- _TASK DESCRIPTION_
Write the next part of the text on DIRAC's astronomical data processing pipelines, starting right after its final sentence.
------ TEXT BLOCK
“Creating the Data Reduction Software Machinery for the Big Data Age”

A star observed at different parallactic and zenith angles may appear slightly elongated in the zenith direction, but this is due to differential Chromatic refraction (DCR). Correcting for DCR we can not only improve the image quality but increase the spectral resolution of the image
DIRAC’s Astronomical Software Group leads the development of data processing pipelines spanning the gamut of astronomical data processing, including:
- Image reduction of gigapixel mosaic cameras
- Algorithms to detect and characterize astronomical sources on large images
- Codes to build (infer) deep reference images of the sky given hundreds of observations in varying conditions
- Creation of clean difference images to detect changes in the sky and enable time domain astronomy
- Machine learning driven algorithms to distinguish true detections from false positives
- Codes capable of linking together observations of moving objects given >10^20 possible combinations
- Real-time event processing systems capable of filtering and distributing tens of millions of time domain events to hundreds of users, each night.
------------
------ DATASET ENTRIES
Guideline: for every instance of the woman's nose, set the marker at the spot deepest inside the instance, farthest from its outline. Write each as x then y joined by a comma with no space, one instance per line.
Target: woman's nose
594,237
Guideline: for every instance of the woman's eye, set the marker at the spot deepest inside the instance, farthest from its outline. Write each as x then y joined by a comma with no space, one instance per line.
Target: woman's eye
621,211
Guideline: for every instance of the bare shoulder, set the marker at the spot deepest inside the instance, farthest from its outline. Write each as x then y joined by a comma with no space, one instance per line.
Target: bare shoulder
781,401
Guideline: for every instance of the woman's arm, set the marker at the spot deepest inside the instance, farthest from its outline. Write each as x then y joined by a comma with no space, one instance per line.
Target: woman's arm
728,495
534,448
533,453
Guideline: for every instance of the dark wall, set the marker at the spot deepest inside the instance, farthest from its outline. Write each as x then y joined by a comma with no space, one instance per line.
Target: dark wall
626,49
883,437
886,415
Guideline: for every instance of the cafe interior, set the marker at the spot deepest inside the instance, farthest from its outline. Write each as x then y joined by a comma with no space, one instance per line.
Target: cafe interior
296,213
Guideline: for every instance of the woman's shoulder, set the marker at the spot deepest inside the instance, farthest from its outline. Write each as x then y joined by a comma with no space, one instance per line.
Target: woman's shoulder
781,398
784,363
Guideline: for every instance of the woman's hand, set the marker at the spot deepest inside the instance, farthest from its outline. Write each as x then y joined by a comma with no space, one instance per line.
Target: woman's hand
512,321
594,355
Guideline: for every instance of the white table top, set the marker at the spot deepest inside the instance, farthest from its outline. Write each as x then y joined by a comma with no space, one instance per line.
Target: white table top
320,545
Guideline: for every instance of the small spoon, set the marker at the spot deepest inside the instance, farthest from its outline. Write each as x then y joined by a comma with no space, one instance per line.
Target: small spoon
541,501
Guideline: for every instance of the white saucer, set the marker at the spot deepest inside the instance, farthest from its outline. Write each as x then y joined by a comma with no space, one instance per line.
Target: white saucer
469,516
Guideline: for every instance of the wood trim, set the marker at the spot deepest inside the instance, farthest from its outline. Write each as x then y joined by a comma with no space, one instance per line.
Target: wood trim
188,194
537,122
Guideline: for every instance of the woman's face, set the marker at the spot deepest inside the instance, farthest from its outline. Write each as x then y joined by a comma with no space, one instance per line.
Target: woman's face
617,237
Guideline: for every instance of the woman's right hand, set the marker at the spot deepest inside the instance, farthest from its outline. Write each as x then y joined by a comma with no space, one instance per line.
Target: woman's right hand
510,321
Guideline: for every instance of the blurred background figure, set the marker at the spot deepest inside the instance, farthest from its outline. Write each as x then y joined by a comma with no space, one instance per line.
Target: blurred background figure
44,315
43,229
------------
- _EXERCISE RESULT_
Our group leads the development of the time domain (“prompt data products”) pipelines for the Large Synoptic Survey Telescope, as well as the real-time alert distribution system for the Zwicky Transient Facility. Codes developed by DIRAC members have been successfully used for research with data from a number of prior surveys including the Sloan Digital Sky Survey, Pan-STARRS PS1, and Palomar Transient Facility.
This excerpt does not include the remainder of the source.